Page text
**********

Steven Forth is a Managing Partner at Ibbaka. See his Skill Profile on Ibbaka Talio.

Most SaaS applications start life as one big package. Everything is included in a big package and there are usually only one or two pricing metrics: a subscription metric and a usage metric. Over time, more functionality is added and new use cases are addressed. The solution evolves and gets split into two or more modules. This is when the first choice occurs. Split the functionality into two independent modules or into a platform with extensions.

What is the difference?

With independent modules, the buyer can buy one or the other independently.

With a platform with extensions, the buyer must buy the platform, but modules are optional.

Over time, additional extensions (modules) are added as existing modules are split or completely new functionality (like a Generative Content AI) get layered in.

The platform plus extensions packaging pattern comes from with some key pricing choices.

Ibbaka recently worked through these choices with two of our customers and came to very different designs for each company.

For one company, a cybersecurity company with a mature offer, the platform subscription was set relatively low with most of the revenue being driven from the modules. The usage-based pricing factor was set for the modules, and not for the platform.

For the other company, an Industrial Internet of Things (IIoT) platform, the platform subscription was set higher than the module subscriptions and the usage component was put at the platform level.

Let’s explore the design options in a bit more detail and then look at how decisions were made for each of these companies.

Key pricing decisions in the platform with extensions packaging pattern

The key decisions are:

  1. Relative weight of platform revenue vs. module revenue

  2. Location of the usage-based pricing component

  3. Relative weight of usage based pricing vs. subscription

These decisions lead very different revenue mixes, and will deliver different levels of growth and Net Revenue Retention in different market conditions.

Revenue in each of these four above scenarios is the same, by design, but this can diverge quickly under different subscriber and usage assumptions. Below is one of many possible cases where the distribution of users across modules changed and the usage went up slightly.

**********

Rows
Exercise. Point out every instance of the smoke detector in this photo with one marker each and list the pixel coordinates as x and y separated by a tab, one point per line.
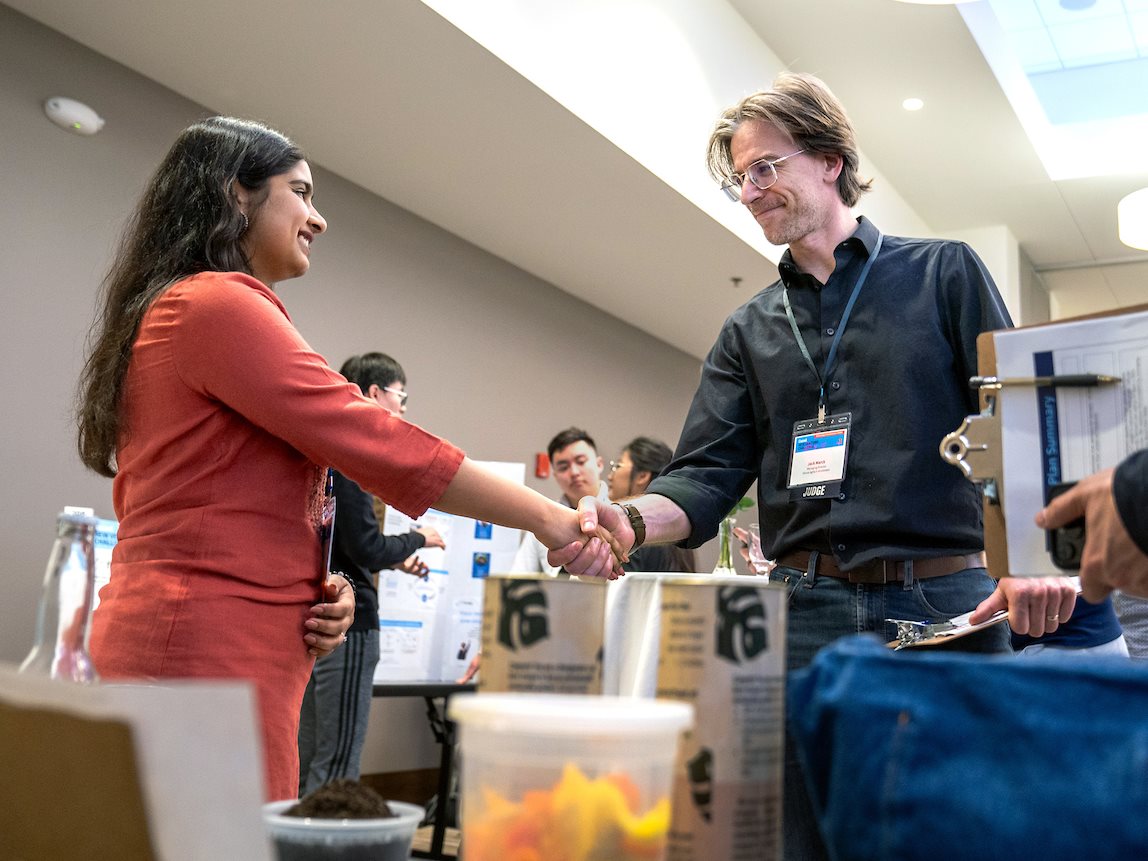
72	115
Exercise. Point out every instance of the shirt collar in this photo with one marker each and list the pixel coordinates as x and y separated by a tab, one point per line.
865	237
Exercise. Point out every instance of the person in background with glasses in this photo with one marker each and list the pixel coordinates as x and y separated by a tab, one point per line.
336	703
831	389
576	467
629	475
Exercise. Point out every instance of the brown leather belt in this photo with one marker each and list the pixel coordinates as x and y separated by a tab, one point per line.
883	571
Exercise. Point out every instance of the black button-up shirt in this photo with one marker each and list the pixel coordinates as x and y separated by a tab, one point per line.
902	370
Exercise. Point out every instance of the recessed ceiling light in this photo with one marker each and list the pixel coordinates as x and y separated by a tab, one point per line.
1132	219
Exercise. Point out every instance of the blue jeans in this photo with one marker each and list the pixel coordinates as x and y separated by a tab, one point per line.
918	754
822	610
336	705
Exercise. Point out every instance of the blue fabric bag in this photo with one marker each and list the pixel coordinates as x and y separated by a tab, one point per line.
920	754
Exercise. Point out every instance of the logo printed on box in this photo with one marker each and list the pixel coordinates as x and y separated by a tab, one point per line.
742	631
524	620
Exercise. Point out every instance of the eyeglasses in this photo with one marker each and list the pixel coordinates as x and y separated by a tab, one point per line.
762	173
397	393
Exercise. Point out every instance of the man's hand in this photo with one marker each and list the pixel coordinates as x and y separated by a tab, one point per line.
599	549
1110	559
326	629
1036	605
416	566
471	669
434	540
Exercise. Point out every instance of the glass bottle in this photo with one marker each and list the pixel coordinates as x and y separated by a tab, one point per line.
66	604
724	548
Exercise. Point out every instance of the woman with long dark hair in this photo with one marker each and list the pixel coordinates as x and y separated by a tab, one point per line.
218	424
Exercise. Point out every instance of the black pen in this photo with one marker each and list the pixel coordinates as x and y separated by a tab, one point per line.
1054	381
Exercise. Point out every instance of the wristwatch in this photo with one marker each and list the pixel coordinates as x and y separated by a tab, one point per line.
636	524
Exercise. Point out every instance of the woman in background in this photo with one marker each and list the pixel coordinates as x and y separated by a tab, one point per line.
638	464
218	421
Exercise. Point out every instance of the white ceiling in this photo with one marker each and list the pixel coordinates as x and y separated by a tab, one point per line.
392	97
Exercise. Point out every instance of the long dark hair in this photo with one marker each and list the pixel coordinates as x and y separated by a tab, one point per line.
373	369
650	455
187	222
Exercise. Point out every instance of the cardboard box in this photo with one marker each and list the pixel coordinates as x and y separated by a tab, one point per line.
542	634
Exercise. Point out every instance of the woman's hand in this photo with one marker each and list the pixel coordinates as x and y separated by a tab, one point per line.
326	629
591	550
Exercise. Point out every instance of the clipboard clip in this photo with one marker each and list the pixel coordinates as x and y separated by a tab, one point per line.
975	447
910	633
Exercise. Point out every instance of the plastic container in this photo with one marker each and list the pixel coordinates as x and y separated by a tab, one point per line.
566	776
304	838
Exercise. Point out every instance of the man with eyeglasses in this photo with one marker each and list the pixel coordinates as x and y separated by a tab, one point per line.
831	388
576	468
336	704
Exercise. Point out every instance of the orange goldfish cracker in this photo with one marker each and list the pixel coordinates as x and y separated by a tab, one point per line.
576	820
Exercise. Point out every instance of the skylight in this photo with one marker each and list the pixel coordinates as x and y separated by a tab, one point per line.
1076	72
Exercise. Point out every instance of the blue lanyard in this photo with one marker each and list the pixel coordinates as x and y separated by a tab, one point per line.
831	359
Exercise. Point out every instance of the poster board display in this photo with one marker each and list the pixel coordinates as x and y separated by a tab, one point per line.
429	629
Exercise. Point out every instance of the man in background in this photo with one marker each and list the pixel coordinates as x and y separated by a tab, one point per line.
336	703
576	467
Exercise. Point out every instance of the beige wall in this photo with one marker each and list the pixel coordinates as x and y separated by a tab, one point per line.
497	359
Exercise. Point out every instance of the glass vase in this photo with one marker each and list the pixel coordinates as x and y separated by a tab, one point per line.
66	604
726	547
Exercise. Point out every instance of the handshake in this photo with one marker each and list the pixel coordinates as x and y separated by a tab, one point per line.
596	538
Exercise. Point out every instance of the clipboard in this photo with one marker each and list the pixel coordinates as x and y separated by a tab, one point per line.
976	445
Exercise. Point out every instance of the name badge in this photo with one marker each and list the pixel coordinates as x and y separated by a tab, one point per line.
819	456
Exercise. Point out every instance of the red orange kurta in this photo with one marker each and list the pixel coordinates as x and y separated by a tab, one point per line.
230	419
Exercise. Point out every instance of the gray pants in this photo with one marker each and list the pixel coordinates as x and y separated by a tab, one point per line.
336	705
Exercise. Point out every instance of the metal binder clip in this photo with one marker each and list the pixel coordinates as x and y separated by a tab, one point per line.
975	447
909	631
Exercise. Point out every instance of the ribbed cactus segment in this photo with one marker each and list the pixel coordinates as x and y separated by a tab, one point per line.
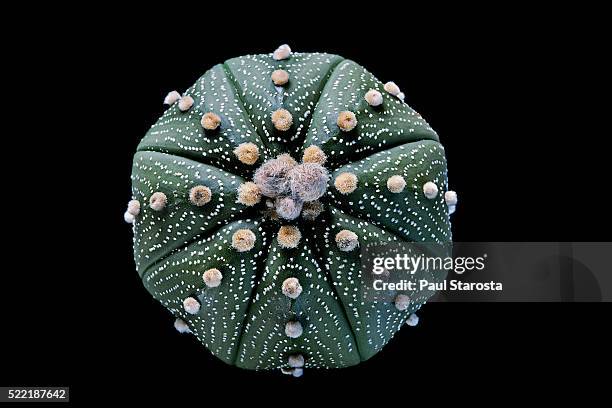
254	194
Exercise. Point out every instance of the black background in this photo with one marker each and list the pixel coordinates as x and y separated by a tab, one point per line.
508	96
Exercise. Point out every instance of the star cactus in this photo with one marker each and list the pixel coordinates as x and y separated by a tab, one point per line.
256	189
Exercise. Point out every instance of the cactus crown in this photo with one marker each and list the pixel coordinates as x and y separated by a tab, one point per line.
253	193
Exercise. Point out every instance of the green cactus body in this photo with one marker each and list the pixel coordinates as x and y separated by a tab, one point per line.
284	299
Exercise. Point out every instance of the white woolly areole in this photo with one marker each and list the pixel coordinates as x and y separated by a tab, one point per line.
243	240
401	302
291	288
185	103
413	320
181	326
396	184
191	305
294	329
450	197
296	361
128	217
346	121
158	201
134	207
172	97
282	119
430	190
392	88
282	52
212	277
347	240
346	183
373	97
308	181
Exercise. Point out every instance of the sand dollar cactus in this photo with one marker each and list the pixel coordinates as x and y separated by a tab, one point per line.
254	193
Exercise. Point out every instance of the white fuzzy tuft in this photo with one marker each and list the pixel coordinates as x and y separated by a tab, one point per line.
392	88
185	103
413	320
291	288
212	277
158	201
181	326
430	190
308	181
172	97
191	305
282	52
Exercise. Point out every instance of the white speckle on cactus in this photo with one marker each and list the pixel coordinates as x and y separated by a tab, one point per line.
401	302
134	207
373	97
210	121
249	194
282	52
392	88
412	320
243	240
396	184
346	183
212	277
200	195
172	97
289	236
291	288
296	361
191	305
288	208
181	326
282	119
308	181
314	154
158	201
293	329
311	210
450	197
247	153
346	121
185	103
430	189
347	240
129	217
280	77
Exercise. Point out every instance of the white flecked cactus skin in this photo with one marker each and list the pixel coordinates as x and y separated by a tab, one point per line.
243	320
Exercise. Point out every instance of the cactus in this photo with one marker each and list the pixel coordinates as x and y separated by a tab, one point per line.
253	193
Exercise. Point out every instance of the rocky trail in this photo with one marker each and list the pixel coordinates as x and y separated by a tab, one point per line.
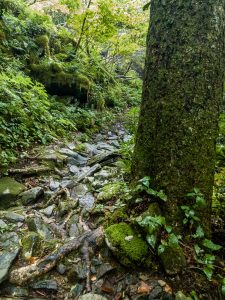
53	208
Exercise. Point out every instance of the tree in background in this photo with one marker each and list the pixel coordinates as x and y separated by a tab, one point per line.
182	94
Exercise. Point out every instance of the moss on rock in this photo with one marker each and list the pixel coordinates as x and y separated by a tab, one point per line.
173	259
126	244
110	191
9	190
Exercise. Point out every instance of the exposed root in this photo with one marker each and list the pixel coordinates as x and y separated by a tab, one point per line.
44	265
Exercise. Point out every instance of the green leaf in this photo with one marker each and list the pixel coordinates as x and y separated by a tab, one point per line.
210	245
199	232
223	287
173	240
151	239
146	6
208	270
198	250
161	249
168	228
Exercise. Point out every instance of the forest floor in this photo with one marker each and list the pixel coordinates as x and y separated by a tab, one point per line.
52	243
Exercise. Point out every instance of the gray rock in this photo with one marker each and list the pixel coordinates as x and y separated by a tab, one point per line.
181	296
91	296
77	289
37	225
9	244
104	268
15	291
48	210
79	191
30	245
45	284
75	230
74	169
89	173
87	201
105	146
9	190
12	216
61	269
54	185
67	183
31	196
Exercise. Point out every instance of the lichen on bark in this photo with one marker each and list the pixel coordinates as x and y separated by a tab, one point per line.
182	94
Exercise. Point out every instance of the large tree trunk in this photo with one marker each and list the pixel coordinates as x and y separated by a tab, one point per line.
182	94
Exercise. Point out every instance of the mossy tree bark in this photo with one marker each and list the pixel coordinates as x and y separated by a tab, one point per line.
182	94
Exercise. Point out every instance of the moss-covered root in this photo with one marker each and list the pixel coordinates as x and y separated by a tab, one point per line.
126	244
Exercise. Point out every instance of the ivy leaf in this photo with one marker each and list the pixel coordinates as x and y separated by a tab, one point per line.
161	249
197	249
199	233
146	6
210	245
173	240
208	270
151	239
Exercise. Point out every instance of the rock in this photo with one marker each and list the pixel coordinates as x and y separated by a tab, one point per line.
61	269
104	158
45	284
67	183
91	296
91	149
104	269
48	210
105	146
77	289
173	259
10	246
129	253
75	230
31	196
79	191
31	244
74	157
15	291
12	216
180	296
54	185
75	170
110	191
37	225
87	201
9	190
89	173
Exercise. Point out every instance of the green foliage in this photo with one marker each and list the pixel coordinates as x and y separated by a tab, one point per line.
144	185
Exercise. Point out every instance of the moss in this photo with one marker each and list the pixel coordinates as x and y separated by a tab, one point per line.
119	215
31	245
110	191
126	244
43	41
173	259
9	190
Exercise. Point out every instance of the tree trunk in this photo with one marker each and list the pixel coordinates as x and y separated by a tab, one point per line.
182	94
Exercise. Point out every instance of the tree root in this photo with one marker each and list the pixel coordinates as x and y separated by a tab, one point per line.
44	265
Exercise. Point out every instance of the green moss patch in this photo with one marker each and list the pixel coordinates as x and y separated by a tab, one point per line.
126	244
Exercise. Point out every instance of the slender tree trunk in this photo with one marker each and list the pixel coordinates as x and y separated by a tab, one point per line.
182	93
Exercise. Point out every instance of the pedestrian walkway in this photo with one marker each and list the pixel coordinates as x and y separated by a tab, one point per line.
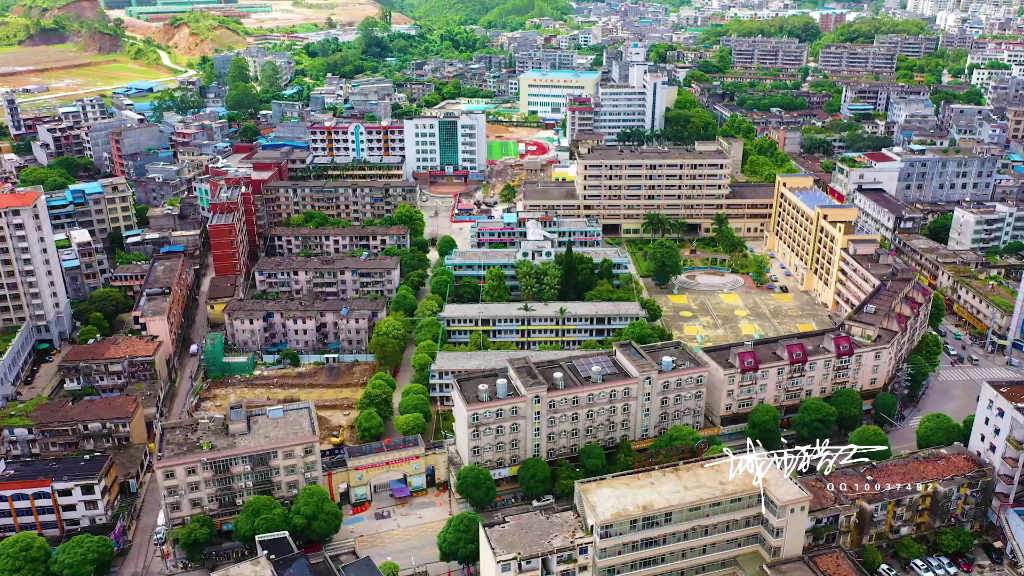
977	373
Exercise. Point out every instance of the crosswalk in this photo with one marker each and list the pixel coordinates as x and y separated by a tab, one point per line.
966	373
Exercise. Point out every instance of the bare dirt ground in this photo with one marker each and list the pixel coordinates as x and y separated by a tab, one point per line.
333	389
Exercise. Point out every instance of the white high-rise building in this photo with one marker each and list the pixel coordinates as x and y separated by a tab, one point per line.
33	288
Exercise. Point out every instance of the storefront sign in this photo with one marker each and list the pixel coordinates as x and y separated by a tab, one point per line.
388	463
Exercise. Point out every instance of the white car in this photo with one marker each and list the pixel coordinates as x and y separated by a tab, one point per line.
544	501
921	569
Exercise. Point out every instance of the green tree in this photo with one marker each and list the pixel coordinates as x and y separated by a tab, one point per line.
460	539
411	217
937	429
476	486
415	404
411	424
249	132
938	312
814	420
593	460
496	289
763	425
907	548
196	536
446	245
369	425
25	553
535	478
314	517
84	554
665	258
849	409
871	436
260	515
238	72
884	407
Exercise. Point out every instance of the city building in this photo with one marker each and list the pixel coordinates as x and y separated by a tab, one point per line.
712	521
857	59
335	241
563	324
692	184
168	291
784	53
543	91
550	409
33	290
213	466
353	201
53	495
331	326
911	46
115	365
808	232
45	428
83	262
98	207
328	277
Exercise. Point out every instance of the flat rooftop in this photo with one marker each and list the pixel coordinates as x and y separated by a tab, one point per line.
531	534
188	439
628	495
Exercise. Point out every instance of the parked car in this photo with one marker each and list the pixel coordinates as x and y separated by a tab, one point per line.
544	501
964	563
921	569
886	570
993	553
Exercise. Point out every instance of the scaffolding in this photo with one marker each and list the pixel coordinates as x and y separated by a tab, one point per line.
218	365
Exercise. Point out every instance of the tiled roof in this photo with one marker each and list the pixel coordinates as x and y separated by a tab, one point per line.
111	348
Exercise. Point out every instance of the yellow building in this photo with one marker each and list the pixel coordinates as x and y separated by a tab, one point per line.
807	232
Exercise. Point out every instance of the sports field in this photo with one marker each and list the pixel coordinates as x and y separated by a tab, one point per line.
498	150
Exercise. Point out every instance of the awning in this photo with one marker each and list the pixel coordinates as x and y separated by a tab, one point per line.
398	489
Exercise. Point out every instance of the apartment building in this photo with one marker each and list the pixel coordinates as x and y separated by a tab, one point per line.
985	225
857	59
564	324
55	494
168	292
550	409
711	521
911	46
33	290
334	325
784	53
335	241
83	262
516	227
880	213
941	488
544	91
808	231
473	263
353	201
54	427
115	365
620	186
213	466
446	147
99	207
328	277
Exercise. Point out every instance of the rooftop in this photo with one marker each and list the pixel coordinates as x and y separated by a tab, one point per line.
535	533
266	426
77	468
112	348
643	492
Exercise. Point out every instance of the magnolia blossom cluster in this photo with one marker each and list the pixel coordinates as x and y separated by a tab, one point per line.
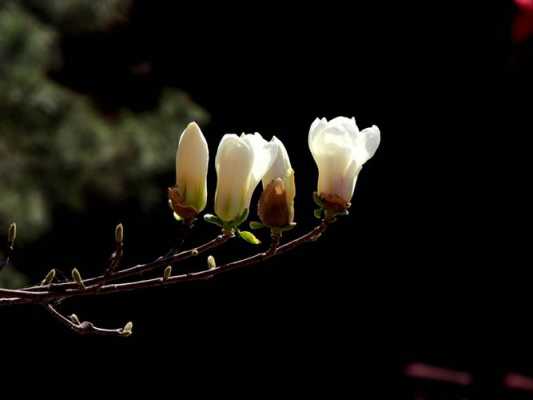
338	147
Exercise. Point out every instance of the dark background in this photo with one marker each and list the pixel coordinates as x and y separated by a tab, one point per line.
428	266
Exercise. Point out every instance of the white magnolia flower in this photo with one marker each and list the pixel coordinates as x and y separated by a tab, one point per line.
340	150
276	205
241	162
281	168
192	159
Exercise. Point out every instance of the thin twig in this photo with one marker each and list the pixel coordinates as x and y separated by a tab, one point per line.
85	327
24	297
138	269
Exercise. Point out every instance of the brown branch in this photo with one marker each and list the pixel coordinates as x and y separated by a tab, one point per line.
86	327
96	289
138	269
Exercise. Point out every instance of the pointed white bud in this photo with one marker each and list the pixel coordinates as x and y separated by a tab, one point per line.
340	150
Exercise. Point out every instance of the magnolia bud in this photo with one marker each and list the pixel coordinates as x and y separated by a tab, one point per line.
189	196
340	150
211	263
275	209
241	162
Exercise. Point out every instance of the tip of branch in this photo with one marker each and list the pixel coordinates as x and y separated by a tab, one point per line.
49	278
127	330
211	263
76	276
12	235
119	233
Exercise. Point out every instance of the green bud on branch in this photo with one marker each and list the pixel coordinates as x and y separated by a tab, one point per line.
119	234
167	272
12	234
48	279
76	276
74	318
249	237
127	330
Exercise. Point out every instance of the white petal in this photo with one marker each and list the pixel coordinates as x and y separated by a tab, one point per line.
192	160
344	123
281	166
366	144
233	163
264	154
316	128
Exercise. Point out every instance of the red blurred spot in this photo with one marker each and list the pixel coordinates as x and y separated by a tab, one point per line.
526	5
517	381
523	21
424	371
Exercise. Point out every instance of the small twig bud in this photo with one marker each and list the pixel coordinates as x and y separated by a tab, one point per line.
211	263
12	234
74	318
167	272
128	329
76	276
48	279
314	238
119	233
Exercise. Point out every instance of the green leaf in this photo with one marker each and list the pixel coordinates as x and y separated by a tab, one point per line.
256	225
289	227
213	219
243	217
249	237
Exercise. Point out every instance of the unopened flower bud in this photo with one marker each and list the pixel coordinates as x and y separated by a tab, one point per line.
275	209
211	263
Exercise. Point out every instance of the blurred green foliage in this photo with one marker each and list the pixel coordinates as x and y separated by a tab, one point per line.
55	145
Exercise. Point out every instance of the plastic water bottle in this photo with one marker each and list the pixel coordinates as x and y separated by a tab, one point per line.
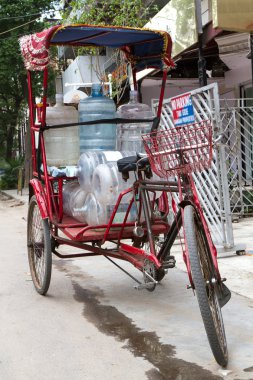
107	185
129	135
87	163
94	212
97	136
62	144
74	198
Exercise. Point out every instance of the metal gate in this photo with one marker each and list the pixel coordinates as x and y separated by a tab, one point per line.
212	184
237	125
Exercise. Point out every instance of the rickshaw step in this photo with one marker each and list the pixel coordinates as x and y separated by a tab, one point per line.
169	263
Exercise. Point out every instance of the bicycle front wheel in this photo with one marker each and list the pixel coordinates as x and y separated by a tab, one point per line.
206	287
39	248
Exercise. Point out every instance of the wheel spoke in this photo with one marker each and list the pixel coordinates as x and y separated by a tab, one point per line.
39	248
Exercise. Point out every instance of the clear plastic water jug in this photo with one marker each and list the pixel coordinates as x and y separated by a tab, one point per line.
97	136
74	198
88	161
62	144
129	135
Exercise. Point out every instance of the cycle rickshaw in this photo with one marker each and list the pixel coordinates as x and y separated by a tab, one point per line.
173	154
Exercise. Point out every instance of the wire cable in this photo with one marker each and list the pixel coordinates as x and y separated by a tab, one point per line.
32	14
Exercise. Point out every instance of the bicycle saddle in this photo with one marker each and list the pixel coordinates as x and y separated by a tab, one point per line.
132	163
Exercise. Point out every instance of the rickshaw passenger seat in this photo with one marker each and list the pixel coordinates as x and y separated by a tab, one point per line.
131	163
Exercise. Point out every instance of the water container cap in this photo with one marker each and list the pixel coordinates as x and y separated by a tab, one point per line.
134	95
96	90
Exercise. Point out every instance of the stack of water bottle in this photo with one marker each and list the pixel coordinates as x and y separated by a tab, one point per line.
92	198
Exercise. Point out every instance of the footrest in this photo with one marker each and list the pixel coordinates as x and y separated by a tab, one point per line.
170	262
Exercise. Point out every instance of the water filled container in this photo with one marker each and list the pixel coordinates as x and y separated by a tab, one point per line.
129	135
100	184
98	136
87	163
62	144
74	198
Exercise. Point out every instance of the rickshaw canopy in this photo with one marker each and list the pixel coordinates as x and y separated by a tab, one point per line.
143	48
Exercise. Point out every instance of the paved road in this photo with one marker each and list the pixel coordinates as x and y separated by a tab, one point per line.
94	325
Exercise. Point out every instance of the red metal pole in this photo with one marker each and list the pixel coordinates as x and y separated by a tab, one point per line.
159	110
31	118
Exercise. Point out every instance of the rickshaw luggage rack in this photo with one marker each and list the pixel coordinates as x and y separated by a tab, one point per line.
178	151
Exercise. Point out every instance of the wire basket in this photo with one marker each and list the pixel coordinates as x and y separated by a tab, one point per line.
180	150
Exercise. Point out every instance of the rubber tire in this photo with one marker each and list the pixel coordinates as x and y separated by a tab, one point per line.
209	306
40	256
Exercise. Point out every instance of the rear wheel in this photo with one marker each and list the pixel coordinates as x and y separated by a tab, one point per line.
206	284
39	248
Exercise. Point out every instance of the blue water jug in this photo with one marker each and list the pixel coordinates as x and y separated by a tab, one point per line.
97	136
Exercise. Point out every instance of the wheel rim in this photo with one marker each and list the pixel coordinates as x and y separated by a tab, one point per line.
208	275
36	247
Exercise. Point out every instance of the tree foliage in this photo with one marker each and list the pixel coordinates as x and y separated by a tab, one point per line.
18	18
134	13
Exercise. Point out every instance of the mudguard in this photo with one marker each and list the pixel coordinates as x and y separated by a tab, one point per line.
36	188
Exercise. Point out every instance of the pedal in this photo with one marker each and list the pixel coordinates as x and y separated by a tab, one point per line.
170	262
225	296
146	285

**********

Objective 1
Echo the SaaS pricing article word for word, everything from "2. Location of" down to "different market conditions.".
Objective 2
In the SaaS pricing article, at what level was the usage component placed for the Industrial Internet of Things company?
The rows have nothing to do with the SaaS pricing article.

Task result 1
2. Location of the usage-based pricing component

  3. Relative weight of usage based pricing vs. subscription

These decisions lead very different revenue mixes, and will deliver different levels of growth and Net Revenue Retention in different market conditions.

Task result 2
At the platform level.